Segment Start: EXERCISE TEXT

Sullivan was a three-act comedy by Anne-Honoré-Joseph Duveyrier de Mélésville, based on the short story Garrick Médecin. It was first played at Paris, in the Théâtre-Français, November 11, 1852. The original cast are:

- Nicol Jenkins, a wealthy merchant - Mr. Provost
- Lèlia, his daughter - Ms. Favart
- Sullivan, a comic actor from Drury Lane Theater - Mr. Brindeau
- Sir Frédéric Dumple, nephew of Jenkins - Got
- Saunders, a broker - Anselme
- Mistress Saunders, his wife - Mrs. Thénard
- Merwyn, a silks merchant - Mr. Montet
- Miss Pénélope, his sister - Ms. Joussain
- Peacock, a lawyer - Mr. Mirecourt
- Little-John, Jenkins' valet - Castel
- Dickson, Sullivan's valet - Mathien
- An Alderman
- Servants

Though Garrick Médecin had focused on the adventures of actor David Garrick, de Mélésville did not wish to do a historical piece, and so used the then-contemporary Shakespearean actor Barry Sullivan as his subject, though he changed the character's first name in the play to George, probably to avoid any possible legal troubles. A few years after it was produced, Sullivan was adapted into the English play David Garrick by Robertson, with Garrick returned to the leading role.

Segment End: EXERCISE TEXT

#### EXERCISE TASKS
1: According to the text about the comedy Sullivan, where and when was the play first performed?
2: Write out the part of the text about the comedy Sullivan starting at "Though Garrick Médecin" and ending at "the leading role.", word for word.

Segment Start: LISTED ENTRIES

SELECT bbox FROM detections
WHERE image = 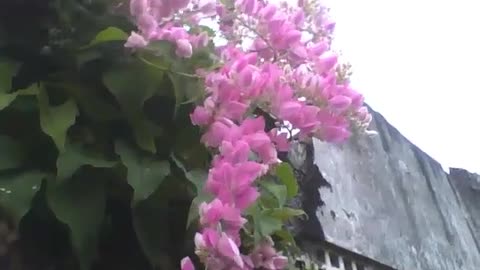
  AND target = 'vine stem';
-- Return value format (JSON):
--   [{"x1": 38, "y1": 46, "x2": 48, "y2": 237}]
[{"x1": 138, "y1": 56, "x2": 202, "y2": 79}]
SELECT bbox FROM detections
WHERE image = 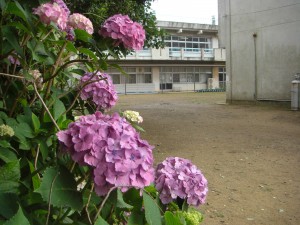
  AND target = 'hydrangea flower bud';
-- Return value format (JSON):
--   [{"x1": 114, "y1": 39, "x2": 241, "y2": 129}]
[
  {"x1": 99, "y1": 14, "x2": 146, "y2": 50},
  {"x1": 68, "y1": 13, "x2": 94, "y2": 34},
  {"x1": 123, "y1": 110, "x2": 143, "y2": 123},
  {"x1": 52, "y1": 0, "x2": 71, "y2": 16},
  {"x1": 57, "y1": 112, "x2": 154, "y2": 196},
  {"x1": 33, "y1": 2, "x2": 69, "y2": 30},
  {"x1": 80, "y1": 72, "x2": 118, "y2": 109},
  {"x1": 155, "y1": 157, "x2": 208, "y2": 206},
  {"x1": 7, "y1": 55, "x2": 21, "y2": 66},
  {"x1": 0, "y1": 124, "x2": 15, "y2": 137}
]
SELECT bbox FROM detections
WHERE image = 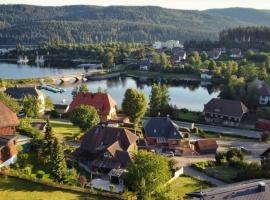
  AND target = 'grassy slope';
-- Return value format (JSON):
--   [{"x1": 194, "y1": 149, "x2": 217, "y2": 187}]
[
  {"x1": 170, "y1": 176, "x2": 211, "y2": 198},
  {"x1": 0, "y1": 176, "x2": 106, "y2": 200}
]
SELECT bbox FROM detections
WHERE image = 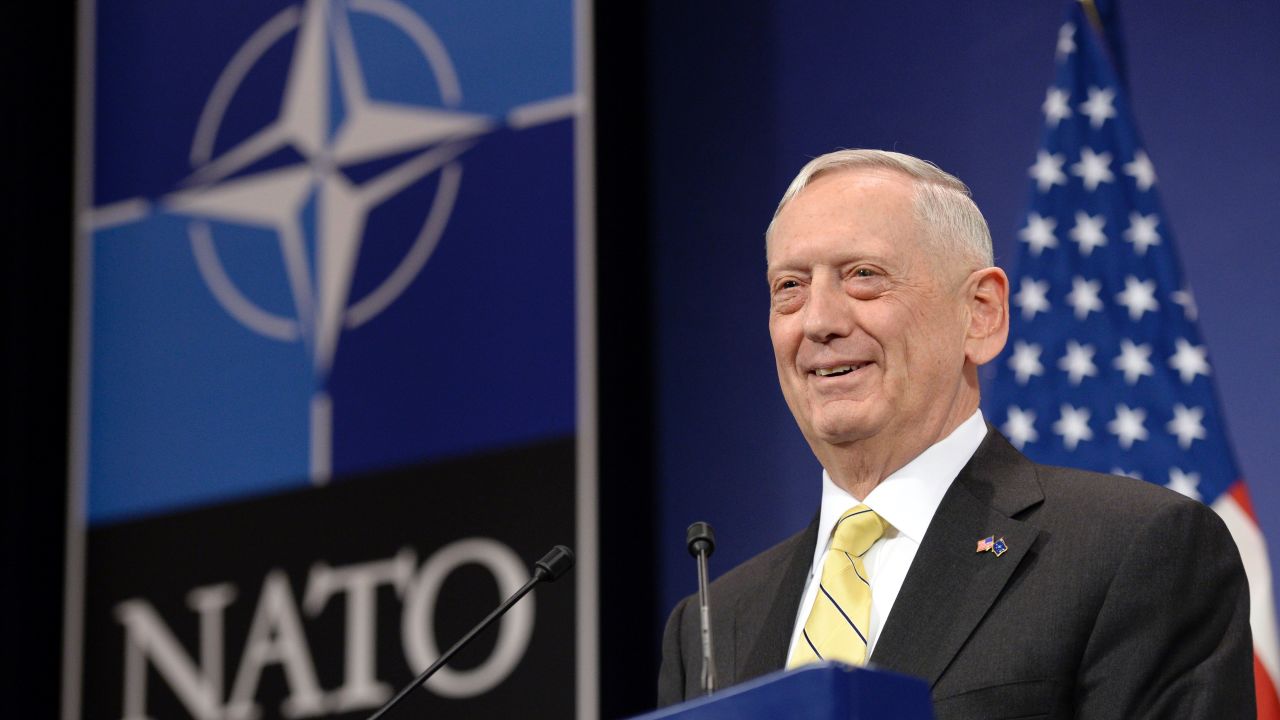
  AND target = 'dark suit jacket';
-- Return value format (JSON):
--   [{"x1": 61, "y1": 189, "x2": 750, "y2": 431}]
[{"x1": 658, "y1": 428, "x2": 1254, "y2": 720}]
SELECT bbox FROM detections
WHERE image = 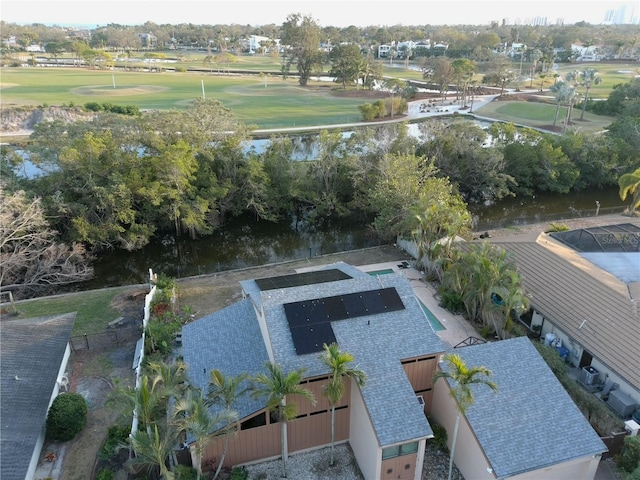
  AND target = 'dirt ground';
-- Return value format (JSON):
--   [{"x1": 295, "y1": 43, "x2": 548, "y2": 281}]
[{"x1": 35, "y1": 215, "x2": 639, "y2": 480}]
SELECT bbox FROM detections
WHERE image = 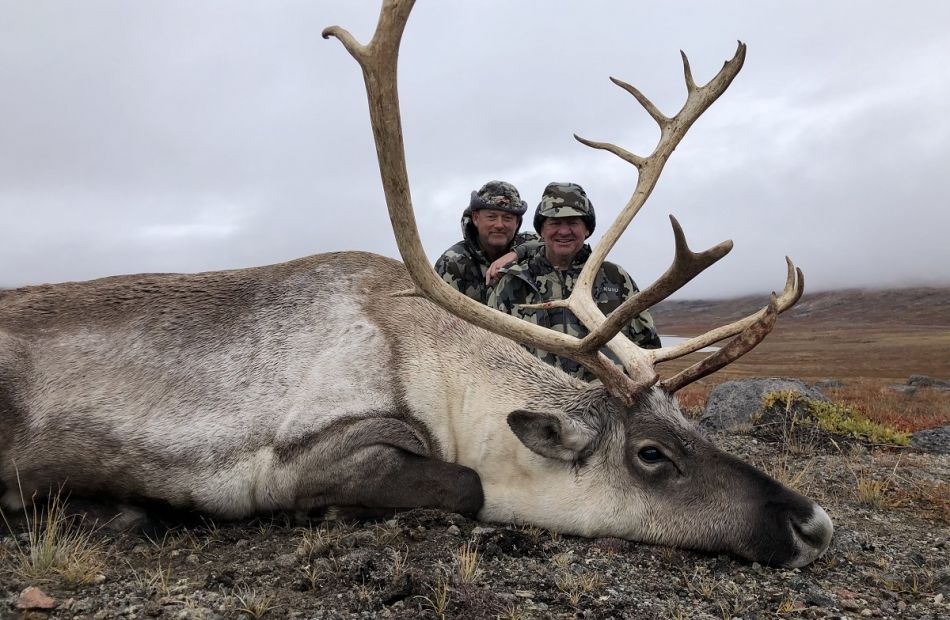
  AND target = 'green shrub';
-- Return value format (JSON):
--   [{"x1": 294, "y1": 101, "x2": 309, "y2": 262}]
[{"x1": 762, "y1": 391, "x2": 910, "y2": 446}]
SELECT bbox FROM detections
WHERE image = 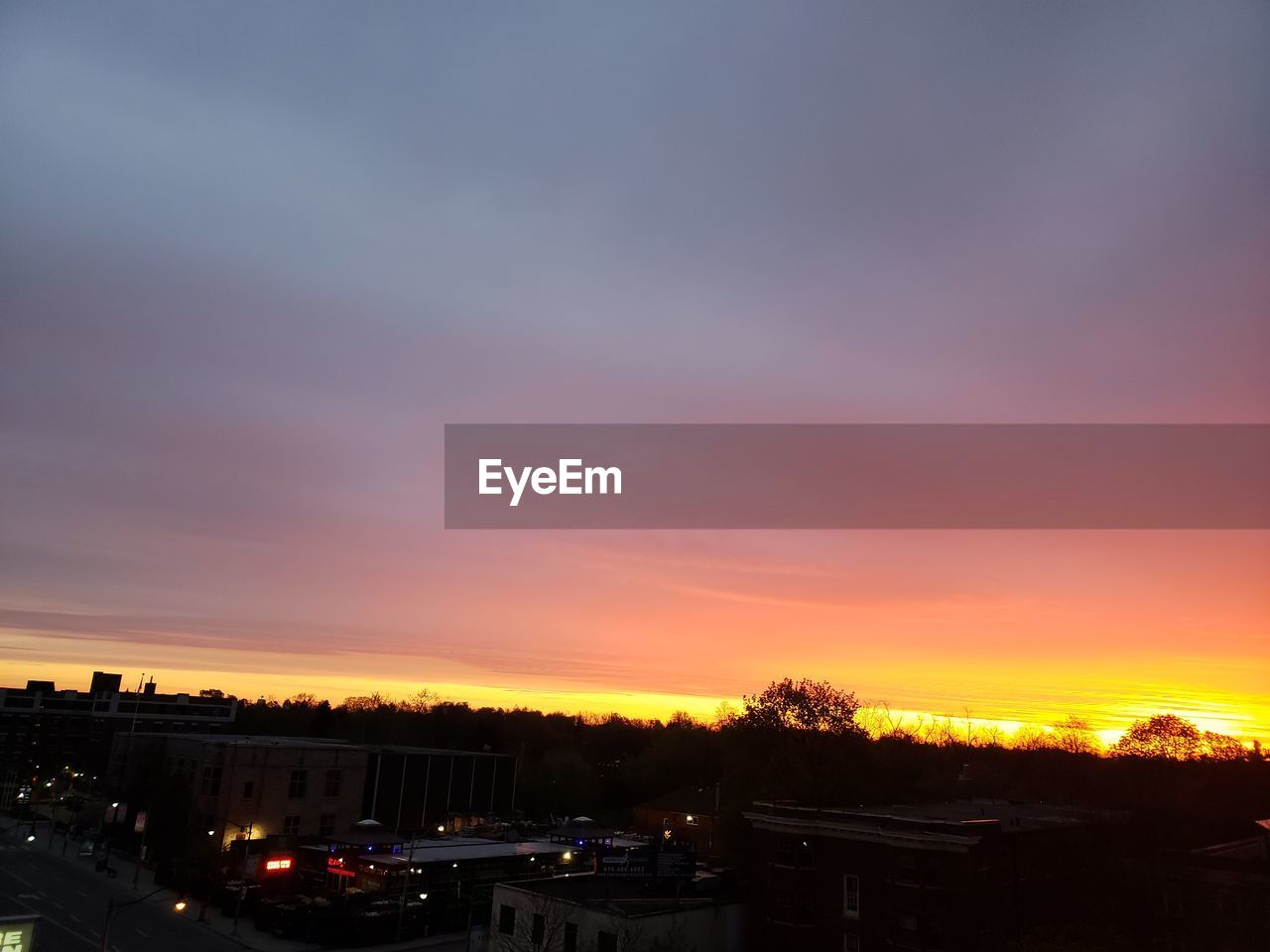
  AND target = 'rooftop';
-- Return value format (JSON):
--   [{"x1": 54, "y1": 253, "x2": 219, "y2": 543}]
[
  {"x1": 500, "y1": 874, "x2": 738, "y2": 917},
  {"x1": 635, "y1": 787, "x2": 716, "y2": 816},
  {"x1": 744, "y1": 799, "x2": 1115, "y2": 848}
]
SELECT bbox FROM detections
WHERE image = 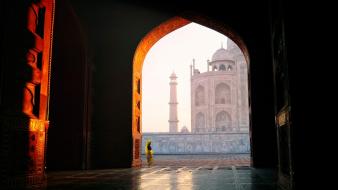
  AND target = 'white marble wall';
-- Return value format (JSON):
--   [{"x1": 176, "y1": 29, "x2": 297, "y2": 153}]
[{"x1": 142, "y1": 133, "x2": 250, "y2": 154}]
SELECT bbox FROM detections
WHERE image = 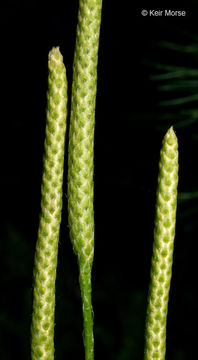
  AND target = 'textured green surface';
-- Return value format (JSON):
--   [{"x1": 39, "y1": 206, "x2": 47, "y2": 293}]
[
  {"x1": 145, "y1": 127, "x2": 178, "y2": 360},
  {"x1": 68, "y1": 0, "x2": 102, "y2": 360},
  {"x1": 31, "y1": 48, "x2": 67, "y2": 360}
]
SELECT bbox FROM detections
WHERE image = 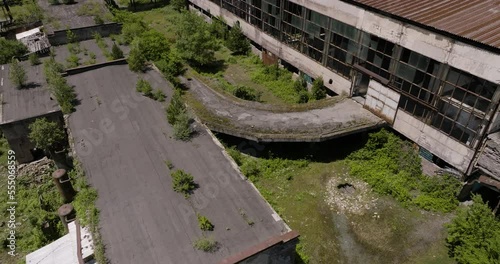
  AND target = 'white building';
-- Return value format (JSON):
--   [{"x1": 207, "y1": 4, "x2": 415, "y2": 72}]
[{"x1": 190, "y1": 0, "x2": 500, "y2": 202}]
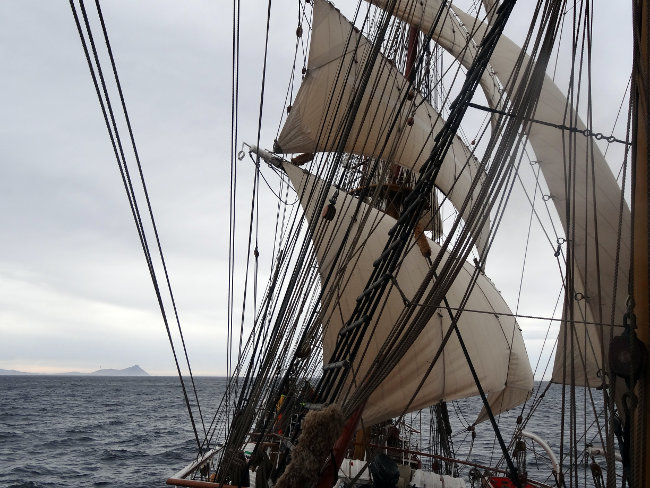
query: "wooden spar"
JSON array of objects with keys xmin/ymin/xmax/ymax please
[
  {"xmin": 167, "ymin": 478, "xmax": 238, "ymax": 488},
  {"xmin": 630, "ymin": 0, "xmax": 650, "ymax": 488},
  {"xmin": 316, "ymin": 402, "xmax": 366, "ymax": 488},
  {"xmin": 404, "ymin": 25, "xmax": 420, "ymax": 81}
]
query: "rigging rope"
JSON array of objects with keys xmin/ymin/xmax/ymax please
[{"xmin": 70, "ymin": 0, "xmax": 202, "ymax": 453}]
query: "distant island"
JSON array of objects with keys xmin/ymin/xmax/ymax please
[{"xmin": 0, "ymin": 364, "xmax": 149, "ymax": 376}]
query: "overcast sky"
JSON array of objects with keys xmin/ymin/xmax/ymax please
[{"xmin": 0, "ymin": 0, "xmax": 630, "ymax": 374}]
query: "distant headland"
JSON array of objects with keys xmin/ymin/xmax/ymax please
[{"xmin": 0, "ymin": 364, "xmax": 149, "ymax": 376}]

Segment End: LISTED ENTRIES

#### SOLUTION SET
1: In Paris, at the Théâtre-Français, on November 11, 1852.

2:
Though Garrick Médecin had focused on the adventures of actor David Garrick, de Mélésville did not wish to do a historical piece, and so used the then-contemporary Shakespearean actor Barry Sullivan as his subject, though he changed the character's first name in the play to George, probably to avoid any possible legal troubles. A few years after it was produced, Sullivan was adapted into the English play David Garrick by Robertson, with Garrick returned to the leading role.